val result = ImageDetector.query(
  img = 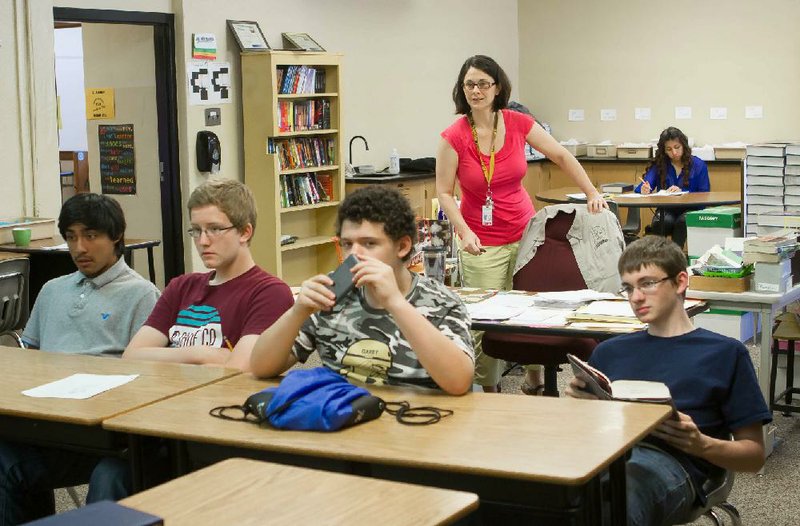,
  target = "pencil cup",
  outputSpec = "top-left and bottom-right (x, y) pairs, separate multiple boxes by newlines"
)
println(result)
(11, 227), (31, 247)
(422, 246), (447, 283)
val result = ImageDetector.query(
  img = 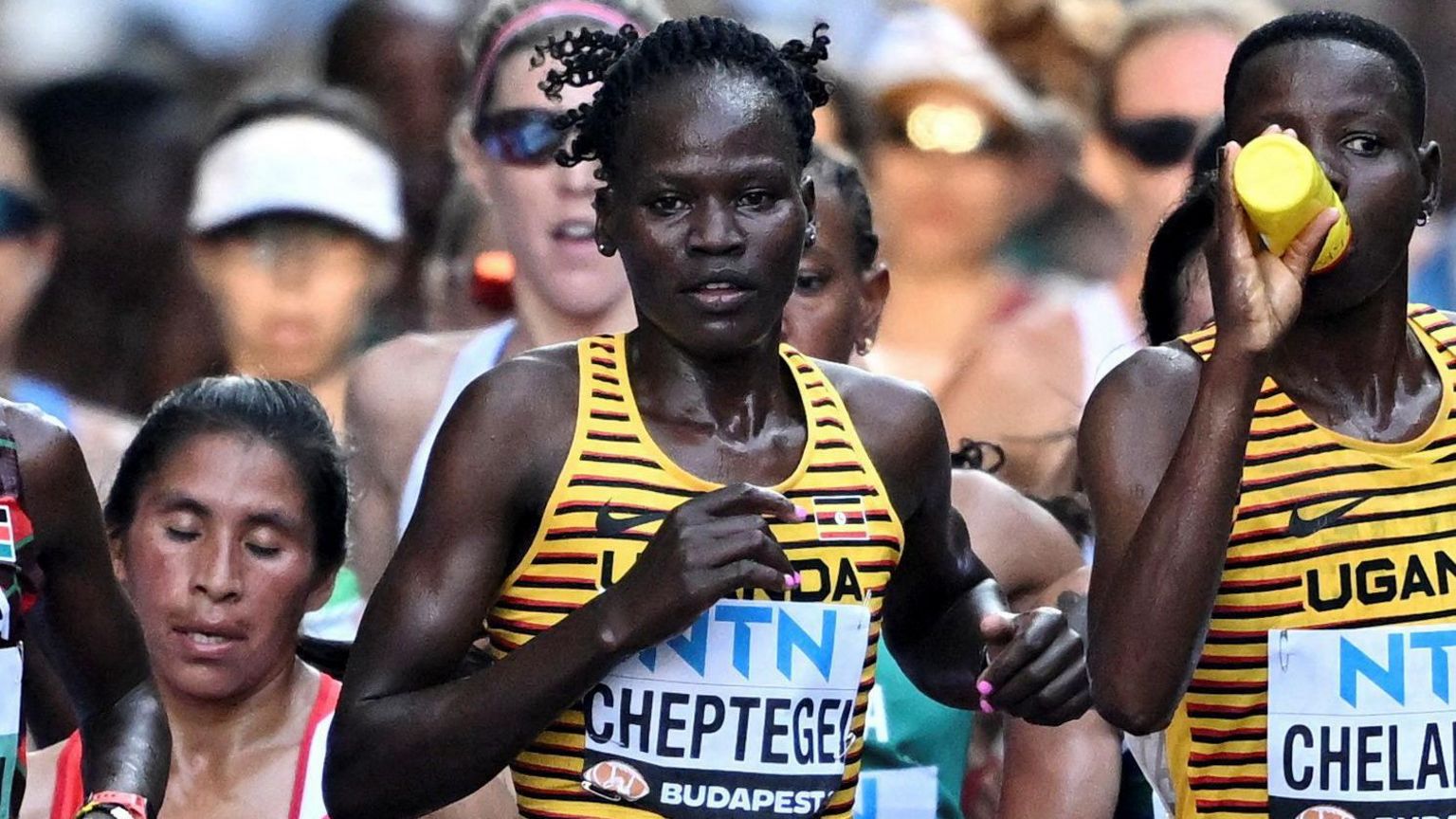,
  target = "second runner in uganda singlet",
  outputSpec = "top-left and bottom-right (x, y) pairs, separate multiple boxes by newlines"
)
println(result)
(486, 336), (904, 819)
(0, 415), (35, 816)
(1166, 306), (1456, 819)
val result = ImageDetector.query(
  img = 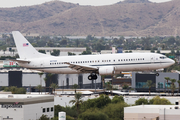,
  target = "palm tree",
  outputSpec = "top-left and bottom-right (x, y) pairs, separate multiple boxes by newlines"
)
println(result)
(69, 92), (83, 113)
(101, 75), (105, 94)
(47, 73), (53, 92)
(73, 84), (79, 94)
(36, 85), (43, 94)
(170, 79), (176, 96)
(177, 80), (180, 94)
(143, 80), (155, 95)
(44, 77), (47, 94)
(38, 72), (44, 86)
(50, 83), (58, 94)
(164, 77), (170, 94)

==

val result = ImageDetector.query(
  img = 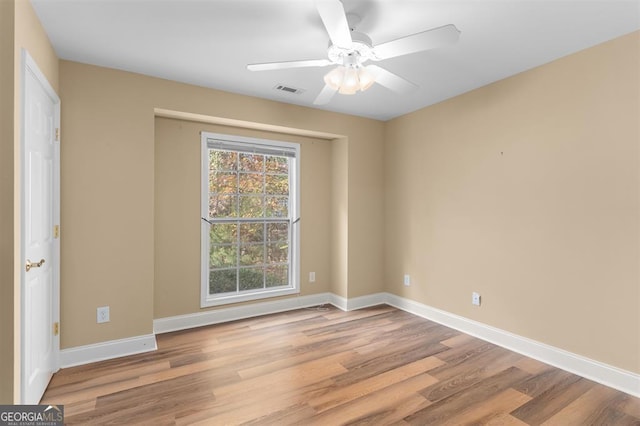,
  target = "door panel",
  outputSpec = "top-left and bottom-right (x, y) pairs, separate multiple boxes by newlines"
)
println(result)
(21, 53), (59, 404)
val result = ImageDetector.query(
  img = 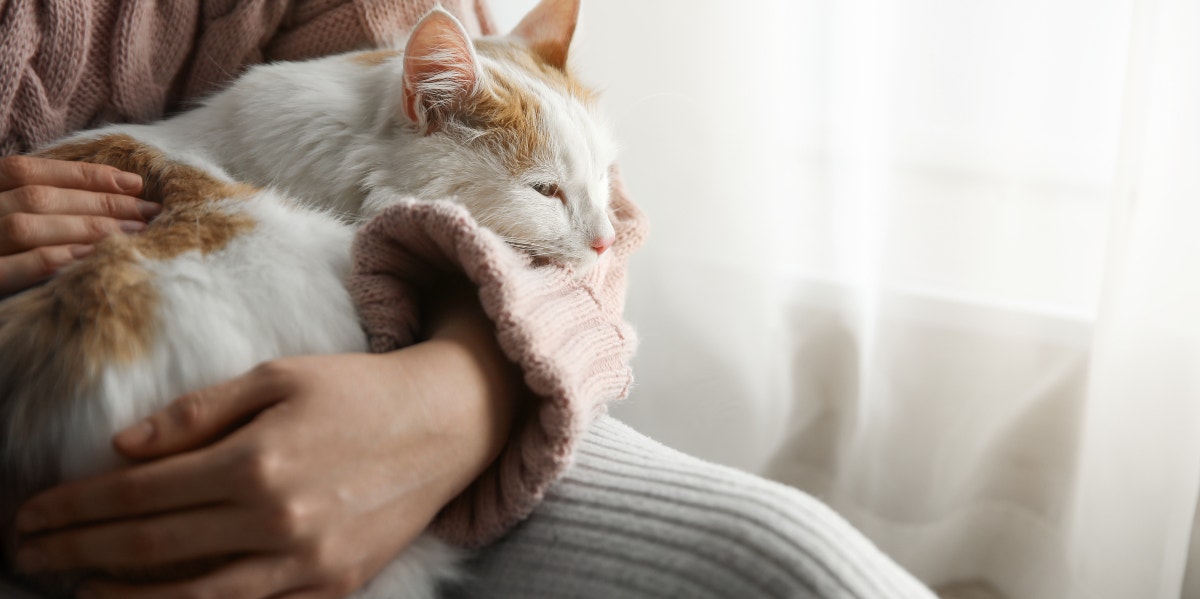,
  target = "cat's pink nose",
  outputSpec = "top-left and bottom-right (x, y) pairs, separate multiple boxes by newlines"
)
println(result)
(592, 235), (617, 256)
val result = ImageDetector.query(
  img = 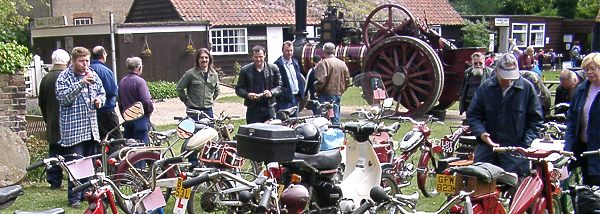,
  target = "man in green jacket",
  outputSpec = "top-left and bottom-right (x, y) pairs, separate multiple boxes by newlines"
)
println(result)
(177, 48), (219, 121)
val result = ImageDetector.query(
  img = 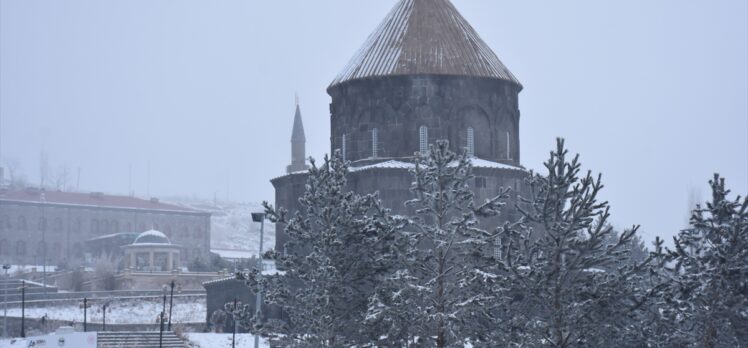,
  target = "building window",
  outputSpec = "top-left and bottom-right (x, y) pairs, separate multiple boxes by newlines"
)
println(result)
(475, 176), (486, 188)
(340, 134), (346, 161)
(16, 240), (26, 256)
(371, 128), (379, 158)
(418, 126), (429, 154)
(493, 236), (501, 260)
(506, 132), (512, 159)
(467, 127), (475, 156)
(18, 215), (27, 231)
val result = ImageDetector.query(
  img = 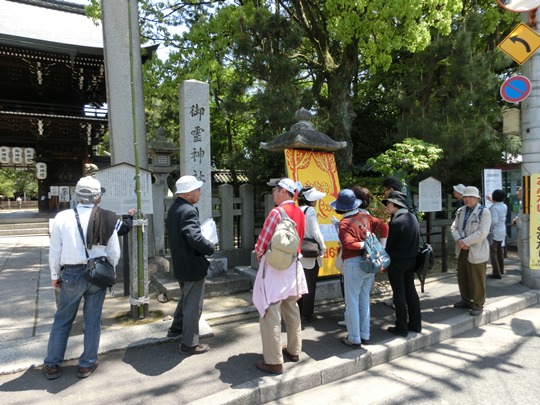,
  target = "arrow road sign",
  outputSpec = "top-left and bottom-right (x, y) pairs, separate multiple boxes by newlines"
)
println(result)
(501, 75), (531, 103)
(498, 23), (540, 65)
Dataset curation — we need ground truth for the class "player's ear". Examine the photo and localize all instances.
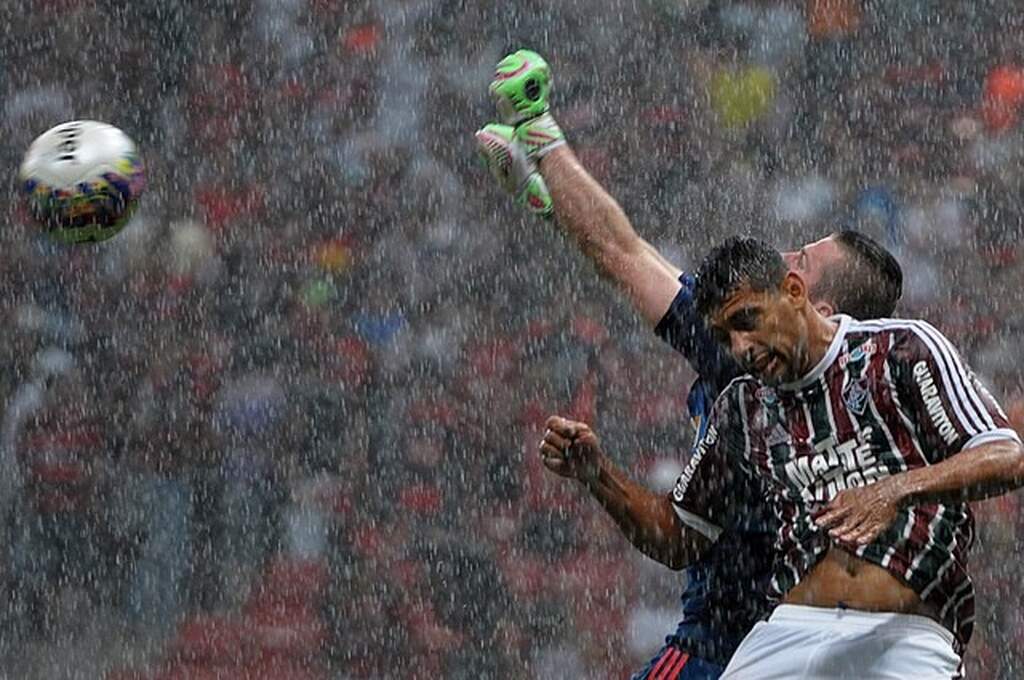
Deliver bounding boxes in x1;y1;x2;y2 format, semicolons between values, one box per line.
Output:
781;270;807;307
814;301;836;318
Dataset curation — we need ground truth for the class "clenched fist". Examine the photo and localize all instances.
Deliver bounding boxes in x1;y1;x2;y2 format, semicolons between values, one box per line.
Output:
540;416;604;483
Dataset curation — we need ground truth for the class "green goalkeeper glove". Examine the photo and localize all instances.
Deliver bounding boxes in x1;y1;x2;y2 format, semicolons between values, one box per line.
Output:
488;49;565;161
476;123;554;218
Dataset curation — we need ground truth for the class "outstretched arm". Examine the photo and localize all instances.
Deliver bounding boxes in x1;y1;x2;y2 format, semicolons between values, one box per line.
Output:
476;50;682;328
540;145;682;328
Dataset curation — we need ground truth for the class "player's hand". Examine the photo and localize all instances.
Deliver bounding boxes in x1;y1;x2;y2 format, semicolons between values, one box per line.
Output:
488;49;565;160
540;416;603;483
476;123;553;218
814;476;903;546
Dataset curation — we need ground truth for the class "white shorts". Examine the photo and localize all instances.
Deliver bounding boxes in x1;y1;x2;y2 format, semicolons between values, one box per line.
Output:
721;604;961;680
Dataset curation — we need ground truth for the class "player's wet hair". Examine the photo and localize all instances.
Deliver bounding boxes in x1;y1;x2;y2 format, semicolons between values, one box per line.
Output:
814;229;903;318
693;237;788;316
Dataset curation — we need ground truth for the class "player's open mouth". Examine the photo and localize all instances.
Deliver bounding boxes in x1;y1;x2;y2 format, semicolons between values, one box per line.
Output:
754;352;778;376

--

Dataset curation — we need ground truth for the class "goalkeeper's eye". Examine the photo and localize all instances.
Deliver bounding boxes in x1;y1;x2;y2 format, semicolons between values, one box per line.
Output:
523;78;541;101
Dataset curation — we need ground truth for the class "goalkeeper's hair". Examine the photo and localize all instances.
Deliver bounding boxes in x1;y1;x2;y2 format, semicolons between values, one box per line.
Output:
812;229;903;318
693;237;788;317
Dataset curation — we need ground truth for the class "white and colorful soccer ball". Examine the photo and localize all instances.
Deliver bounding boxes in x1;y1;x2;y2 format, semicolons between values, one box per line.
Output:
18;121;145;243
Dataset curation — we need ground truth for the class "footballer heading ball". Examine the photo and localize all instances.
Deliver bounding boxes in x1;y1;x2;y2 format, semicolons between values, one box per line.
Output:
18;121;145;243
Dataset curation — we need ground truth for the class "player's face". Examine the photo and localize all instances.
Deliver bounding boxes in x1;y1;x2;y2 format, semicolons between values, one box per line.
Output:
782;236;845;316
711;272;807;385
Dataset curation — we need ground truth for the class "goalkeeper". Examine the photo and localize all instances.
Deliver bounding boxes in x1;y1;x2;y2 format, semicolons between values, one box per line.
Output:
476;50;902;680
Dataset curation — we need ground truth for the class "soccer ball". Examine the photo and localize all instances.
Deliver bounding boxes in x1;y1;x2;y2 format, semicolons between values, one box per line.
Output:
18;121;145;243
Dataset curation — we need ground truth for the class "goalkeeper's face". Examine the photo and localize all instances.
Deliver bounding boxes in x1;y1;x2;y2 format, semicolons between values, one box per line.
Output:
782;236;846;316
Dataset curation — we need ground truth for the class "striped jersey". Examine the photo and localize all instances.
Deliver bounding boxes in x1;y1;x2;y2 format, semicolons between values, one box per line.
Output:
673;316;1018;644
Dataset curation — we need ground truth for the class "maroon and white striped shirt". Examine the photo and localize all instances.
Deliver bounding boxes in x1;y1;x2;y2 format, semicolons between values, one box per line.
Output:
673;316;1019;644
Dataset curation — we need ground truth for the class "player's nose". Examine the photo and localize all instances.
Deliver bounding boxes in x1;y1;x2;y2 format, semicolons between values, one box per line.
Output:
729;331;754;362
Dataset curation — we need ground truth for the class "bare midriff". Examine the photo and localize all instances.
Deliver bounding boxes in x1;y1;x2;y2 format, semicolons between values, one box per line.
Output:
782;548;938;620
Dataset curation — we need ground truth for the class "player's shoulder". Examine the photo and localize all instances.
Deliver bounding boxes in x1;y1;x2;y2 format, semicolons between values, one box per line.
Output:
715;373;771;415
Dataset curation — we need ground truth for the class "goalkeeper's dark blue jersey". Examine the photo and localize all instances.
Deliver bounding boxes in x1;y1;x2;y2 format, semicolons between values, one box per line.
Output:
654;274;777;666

Directions for this task:
Return every line of the entries above that contains the string "jersey", treating uppercase and lowercase letters as distinct.

Solution to the exercise:
Dataset curation — we need ground truth for the class "striped jersey". Examine the photo and localize all instances.
Dataset curation — we need ground truth for the class "goalkeeper's dark blue jersey". Examine the photo and localize all instances.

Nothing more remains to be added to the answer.